Provided material:
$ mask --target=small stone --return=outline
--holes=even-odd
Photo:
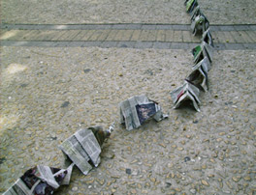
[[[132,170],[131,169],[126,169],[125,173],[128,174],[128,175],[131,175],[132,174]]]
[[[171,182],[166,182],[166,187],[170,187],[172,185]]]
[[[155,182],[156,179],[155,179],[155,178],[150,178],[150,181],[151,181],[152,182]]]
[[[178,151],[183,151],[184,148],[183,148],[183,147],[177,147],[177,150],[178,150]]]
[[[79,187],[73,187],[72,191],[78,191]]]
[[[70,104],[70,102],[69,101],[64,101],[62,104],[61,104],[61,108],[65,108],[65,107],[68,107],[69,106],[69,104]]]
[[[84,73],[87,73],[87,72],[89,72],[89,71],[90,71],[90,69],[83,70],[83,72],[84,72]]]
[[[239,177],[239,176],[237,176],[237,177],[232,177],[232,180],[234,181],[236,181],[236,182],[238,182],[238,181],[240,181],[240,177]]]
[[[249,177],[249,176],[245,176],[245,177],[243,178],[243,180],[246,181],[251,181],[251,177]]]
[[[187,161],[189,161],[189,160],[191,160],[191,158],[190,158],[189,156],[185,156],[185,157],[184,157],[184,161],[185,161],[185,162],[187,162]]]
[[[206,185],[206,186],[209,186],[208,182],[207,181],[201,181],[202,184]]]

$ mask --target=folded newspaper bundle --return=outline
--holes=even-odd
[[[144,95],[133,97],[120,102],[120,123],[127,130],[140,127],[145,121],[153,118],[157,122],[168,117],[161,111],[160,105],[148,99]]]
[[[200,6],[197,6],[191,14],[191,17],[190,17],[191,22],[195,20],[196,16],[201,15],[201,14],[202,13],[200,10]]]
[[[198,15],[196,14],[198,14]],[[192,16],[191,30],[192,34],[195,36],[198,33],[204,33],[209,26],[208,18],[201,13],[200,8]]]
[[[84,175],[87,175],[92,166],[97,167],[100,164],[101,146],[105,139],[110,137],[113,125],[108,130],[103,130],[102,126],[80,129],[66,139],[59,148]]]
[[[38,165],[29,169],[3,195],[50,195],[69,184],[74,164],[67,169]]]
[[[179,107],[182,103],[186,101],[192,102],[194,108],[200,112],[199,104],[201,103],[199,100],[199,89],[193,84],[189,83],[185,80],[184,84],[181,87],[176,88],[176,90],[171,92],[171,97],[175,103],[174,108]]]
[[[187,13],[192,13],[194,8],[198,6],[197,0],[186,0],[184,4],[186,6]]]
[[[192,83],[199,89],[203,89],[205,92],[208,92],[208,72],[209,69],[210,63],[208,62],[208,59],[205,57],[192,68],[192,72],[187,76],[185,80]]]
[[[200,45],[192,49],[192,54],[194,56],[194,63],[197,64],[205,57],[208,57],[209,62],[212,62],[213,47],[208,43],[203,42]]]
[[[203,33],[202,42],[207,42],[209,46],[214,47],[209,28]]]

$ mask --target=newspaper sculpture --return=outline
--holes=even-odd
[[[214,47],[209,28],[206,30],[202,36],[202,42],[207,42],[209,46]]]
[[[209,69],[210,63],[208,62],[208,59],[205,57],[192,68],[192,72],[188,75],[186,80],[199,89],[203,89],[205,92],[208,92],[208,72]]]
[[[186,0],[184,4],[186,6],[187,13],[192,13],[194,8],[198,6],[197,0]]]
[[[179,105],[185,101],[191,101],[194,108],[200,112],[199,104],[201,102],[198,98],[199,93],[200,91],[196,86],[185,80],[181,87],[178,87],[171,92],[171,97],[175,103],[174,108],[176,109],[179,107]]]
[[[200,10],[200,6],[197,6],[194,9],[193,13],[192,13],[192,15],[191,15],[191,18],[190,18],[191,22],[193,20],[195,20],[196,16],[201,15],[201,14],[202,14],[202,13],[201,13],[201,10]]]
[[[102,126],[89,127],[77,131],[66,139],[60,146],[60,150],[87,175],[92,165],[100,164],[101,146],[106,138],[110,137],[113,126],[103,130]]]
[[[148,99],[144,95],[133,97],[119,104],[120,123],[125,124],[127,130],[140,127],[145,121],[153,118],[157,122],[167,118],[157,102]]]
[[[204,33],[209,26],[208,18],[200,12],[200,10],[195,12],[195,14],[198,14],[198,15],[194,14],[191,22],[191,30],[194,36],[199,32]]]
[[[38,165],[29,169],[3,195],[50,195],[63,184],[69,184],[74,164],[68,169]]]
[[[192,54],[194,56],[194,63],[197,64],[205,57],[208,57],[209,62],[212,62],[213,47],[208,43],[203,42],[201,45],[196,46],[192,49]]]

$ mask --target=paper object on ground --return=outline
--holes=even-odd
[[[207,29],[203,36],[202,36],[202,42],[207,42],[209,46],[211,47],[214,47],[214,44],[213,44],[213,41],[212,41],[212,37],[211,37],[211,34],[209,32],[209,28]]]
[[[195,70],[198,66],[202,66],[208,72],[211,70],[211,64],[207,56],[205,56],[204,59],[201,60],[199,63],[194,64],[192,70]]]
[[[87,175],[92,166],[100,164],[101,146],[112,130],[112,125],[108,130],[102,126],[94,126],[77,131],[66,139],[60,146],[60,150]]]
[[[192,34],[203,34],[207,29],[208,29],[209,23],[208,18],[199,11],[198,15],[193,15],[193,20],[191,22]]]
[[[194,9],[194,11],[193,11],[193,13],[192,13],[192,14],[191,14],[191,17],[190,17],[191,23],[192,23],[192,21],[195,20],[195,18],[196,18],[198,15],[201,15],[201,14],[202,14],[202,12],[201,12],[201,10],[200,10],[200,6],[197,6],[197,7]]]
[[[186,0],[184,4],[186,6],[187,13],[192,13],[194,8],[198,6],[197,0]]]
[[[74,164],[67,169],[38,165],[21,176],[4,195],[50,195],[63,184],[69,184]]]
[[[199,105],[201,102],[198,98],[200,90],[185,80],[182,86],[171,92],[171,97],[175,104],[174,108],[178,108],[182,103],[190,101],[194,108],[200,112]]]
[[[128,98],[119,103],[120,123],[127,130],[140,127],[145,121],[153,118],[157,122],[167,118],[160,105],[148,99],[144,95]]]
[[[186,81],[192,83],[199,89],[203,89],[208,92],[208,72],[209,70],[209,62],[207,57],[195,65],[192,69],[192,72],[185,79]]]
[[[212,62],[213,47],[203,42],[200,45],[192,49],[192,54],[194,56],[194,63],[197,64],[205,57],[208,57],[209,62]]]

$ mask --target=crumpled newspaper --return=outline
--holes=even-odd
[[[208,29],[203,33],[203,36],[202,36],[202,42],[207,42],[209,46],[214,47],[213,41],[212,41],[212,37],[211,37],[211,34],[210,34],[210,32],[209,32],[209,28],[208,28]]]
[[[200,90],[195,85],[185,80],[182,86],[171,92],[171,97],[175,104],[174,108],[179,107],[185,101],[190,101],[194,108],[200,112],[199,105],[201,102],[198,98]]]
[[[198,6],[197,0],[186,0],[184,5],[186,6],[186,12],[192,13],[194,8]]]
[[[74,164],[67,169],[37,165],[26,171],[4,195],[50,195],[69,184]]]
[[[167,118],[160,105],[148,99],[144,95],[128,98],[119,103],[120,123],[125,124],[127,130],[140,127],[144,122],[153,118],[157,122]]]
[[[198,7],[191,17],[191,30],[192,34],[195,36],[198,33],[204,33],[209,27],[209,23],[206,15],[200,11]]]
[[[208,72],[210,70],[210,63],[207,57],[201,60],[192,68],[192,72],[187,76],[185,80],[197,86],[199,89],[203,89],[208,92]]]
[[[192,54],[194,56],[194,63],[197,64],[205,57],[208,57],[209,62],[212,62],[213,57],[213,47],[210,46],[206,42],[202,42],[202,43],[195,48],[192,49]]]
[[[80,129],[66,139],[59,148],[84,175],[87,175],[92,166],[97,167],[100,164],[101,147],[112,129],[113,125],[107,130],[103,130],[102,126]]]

...

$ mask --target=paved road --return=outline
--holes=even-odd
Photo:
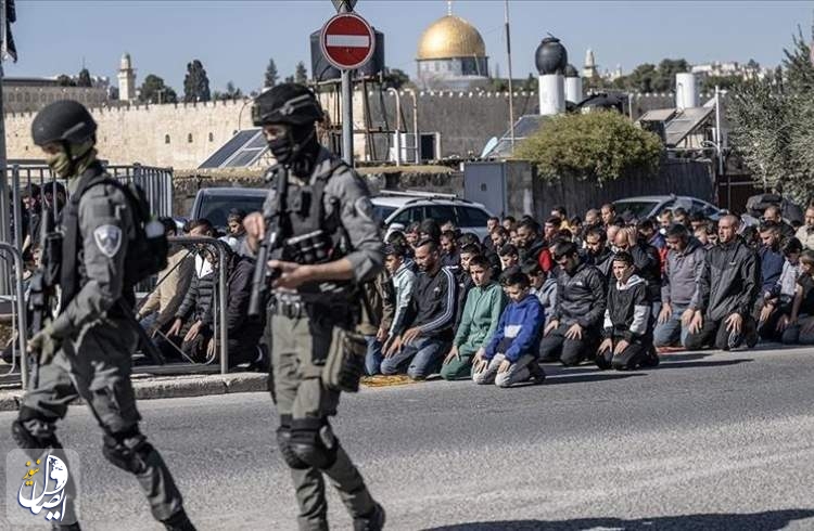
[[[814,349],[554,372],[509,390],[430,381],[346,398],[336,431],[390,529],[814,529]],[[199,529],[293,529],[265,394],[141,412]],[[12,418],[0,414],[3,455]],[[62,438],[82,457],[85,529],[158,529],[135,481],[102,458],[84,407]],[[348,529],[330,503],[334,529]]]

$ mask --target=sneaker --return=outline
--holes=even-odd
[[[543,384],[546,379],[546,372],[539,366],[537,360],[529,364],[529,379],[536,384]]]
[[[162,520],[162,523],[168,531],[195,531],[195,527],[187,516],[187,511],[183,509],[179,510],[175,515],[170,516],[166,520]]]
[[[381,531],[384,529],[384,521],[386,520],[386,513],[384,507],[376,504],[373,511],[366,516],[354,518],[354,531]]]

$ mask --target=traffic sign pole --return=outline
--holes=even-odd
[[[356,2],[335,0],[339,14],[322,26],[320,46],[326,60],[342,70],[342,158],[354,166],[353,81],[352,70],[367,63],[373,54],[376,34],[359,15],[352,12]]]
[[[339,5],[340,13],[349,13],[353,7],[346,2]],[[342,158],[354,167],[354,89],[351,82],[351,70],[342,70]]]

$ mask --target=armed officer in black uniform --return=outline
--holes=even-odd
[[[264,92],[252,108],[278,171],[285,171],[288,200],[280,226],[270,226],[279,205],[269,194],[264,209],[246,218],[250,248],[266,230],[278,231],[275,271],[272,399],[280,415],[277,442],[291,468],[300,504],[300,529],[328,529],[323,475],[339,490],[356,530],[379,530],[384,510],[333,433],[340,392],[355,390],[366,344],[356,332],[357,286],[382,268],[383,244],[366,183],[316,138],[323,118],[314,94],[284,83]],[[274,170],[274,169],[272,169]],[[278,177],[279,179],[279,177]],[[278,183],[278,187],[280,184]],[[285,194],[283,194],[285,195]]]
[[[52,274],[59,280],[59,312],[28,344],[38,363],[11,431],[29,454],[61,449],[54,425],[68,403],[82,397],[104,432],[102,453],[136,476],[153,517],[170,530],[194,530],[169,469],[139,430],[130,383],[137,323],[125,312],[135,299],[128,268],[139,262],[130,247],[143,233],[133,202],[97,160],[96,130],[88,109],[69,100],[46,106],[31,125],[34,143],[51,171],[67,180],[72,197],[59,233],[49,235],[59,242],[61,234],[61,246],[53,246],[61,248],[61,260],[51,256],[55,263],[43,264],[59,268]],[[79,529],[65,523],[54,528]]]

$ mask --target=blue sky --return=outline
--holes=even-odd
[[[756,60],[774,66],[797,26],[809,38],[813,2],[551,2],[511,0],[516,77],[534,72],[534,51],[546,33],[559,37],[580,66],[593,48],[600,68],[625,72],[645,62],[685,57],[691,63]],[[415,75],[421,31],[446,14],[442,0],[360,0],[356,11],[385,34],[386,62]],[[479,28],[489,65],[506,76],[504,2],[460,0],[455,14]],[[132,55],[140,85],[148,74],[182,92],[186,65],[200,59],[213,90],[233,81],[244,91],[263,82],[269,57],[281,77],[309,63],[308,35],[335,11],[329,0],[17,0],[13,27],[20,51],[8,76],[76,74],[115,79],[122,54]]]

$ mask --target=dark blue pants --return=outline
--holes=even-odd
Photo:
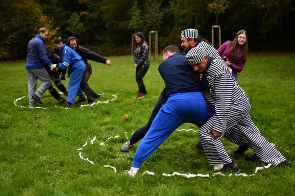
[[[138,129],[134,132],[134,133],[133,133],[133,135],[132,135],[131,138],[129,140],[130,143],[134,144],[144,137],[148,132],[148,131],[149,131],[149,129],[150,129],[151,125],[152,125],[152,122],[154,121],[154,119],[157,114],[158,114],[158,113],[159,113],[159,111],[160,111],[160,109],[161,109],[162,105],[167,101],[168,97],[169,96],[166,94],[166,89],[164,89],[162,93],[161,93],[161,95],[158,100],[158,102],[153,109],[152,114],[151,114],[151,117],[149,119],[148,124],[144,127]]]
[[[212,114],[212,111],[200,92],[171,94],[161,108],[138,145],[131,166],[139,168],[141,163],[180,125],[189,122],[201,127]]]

Requirements:
How many lines of the material above contain the string "blue"? Reply with the number alone.

Solved problem:
2